-------- Texte à lire --------

2) Grossesse abdominale : elle peut être envisagée dans trois circonstances :

– Au cours du premier trimestre : c’est un diagnostic de GEU porté devant l’absence de sac ovulaire intra-utérin chez une femme se sachant enceinte.

– Entre 3 et 4 mois, dans sa forme pelvienne : ce diagnostic est porté devant la constatation d’une grossesse normalement développée mais sans son rapport habituel avec le col et associée à la présence d’un utérus non gravide.

Lorsque la grossesse est implantée dans le Douglas, un seul diagnostic différentiel est à envisager, celui d’un utérus gravide, rétroversé, enclavé dans le Douglas. Cette rétroversion se corrige le plus souvent spontanément avant 3 mois. L’échographie doit différencier la grossesse abdominale du Douglas, refoulant l’utérus vers l’avant dont elle reste bien séparée, de la plicature d’un corps utérin gravide sous son col avec lequel il reste en parfaite continuité.

– Dans le troisième trimestre : cette grossesse peut être examinée soit pour une mort in utero inexpliquée soit par un contrôle systématique. Il est difficile à ce terme de mettre en évidence l’utérus vide, mais c’est la clef du diagnostic, ainsi que la position “excentrée” du fœtus et l’absence du rapport normal avec le col, précédemment décrit.

3) Autres localisations inhabituelles :

– Nidation dans la corne rudimentaire d’un utérus pseudo-unicorne ;

– GEU ovarienne dont la distinction avec un corps jaune hémorragique est quasi impossible ;

– Grossesse cervicale évoquant initialement un avortement en cours ; le diagnostic peut être suspecté devant un sac gestationnel et un trophoblaste entièrement situés sous l’orifice interne du col, une cavité utérine vide et un canal cervical en forme de “tonneau”.

-------- Données extraites --------

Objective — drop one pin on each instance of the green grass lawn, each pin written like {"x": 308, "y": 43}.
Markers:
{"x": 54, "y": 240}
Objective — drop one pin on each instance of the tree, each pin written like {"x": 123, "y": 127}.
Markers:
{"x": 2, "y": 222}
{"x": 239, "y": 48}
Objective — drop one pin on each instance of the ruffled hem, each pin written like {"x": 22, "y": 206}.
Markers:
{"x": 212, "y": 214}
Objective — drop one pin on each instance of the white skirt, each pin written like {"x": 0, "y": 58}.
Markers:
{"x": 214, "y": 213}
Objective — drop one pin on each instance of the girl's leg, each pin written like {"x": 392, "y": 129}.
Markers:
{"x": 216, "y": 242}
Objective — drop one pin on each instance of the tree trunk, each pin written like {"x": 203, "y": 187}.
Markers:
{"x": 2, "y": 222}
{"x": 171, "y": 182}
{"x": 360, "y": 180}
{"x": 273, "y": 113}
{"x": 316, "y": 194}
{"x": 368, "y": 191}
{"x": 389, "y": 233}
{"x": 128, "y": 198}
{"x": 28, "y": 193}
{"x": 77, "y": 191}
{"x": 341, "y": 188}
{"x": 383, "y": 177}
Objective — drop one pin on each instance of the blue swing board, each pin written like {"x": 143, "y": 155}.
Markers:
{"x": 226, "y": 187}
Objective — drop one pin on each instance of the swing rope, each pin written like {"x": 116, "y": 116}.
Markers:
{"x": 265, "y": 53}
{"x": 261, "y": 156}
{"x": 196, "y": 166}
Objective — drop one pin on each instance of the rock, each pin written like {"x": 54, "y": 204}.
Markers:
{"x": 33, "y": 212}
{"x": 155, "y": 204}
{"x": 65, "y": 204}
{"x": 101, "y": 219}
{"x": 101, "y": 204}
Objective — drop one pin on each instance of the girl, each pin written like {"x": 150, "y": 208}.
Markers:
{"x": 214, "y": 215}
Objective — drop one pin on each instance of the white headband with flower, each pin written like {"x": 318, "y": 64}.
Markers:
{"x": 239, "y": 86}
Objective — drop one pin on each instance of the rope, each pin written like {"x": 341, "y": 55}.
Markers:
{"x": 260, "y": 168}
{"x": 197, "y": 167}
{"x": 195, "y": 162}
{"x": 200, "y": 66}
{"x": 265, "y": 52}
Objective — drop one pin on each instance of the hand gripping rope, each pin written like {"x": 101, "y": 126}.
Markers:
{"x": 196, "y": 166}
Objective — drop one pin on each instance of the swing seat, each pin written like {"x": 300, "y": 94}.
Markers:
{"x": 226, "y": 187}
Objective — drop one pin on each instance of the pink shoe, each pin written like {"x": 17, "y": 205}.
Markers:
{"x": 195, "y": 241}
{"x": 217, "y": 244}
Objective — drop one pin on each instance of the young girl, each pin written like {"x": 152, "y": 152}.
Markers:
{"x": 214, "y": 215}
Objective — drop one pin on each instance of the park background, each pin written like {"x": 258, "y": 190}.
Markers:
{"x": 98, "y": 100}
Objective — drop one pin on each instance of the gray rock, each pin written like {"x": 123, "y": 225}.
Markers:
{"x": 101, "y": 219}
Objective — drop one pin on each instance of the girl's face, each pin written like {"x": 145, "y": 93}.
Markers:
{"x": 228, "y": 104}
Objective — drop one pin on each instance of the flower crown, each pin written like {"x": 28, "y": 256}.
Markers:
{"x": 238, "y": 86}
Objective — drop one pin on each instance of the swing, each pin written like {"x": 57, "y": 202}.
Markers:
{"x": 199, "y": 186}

--------

Consigne A:
Recopiez le texte sur les grossesses à localisation inhabituelle, de « Lorsque la grossesse » à « en parfaite continuité. ».
Consigne B:
Répondez aux questions suivantes d'après le texte sur les grossesses à localisation inhabituelle :
(i) Avant quel terme la rétroversion d'un utérus gravide se corrige-t-elle le plus souvent spontanément ?
(ii) Avec quoi la GEU ovarienne est-elle quasi impossible à distinguer ?
(iii) Quelle forme prend le canal cervical dans la grossesse cervicale ?
Consigne C:
Poursuivez le texte sur les grossesses à localisation inhabituelle à partir de sa dernière phrase.

Résultat A:
Lorsque la grossesse est implantée dans le Douglas, un seul diagnostic différentiel est à envisager, celui d’un utérus gravide, rétroversé, enclavé dans le Douglas. Cette rétroversion se corrige le plus souvent spontanément avant 3 mois. L’échographie doit différencier la grossesse abdominale du Douglas, refoulant l’utérus vers l’avant dont elle reste bien séparée, de la plicature d’un corps utérin gravide sous son col avec lequel il reste en parfaite continuité.

Résultat B:
(i) Avant 3 mois.
(ii) Avec un corps jaune hémorragique.
(iii) Une forme de « tonneau ».

Résultat C:
Schématiquement, trois situations peuvent se rencontrer :

 

1) L’échographie fournit un diagnostic négatif de grossesse tubaire par la visualisation d’un sac gestationnel intra-utérin dont la taille doit être compatible avec l’âge gestationnel. Le sac ovulaire est visible dans l’utérus à partir de la 5ème SA en échographie abdominale conventionnelle et à partir de 4 SA en échographie endovaginale.  

 

2) Dans 10 % des cas, l’échographie visualise le sac gestationnel en situation extra-utérine : image liquidienne fixe, ronde ou ovalaire, mesurant 20 à 30 mm de diamètre, contenant un embryon doté d’une activité cardiaque et entourée d’une couronne dense, le trophoblaste. Les battements cardiaques embryonnaires peuvent être objectivés en temps réel et enregistrés en mode TM.

En fait, l’échographie endovaginale, beaucoup plus performante, montre aujourd’hui directement l’œuf ectopique dans plus d’un cas sur trois.

 

3) Le plus souvent, l’examen ultrasonore n’apporte que des éléments de présomption :

– Hémopéritoine : collection liquidienne rétro-utérine qui traduit une hématocèle débutante ; cette collection est parfaitement objectivée par l’échographie endovaginale. Une culdocentèse échoguidée affirme le diagnostic.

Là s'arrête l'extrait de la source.